### TO DO
Search the records below for the line containing "If you could pick out the dirt". Write out that line and every line after it exactly as written.
BEGIN
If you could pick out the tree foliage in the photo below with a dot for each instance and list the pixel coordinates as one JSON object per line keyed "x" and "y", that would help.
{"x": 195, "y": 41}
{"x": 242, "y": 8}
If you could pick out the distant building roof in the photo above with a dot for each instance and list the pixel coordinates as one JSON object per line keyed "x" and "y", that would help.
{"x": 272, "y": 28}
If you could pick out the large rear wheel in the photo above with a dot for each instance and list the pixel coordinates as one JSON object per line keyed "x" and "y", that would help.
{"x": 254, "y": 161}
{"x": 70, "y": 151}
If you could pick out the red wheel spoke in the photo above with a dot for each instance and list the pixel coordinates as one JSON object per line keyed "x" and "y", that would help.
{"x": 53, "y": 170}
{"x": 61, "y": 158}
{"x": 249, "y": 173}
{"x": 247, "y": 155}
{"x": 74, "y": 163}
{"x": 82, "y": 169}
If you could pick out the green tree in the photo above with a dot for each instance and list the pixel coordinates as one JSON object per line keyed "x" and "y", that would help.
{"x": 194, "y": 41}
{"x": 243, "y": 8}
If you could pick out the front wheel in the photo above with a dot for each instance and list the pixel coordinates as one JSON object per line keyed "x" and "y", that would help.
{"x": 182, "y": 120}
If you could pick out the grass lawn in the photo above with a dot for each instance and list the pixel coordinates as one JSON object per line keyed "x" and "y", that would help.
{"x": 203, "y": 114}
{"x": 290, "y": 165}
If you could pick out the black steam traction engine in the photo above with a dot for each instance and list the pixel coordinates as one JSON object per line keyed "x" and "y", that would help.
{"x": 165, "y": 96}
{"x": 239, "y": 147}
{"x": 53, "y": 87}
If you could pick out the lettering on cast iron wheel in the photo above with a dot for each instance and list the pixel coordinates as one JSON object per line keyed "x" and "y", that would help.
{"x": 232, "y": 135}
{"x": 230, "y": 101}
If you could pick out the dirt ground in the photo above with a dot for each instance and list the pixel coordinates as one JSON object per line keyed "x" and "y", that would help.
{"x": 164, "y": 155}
END
### SOLUTION TO THE PROBLEM
If you could pick out the dirt ground in the photo above with a dot for each instance and list the pixel coordinates as one JSON object per line keyed "x" and "y", that would help.
{"x": 164, "y": 155}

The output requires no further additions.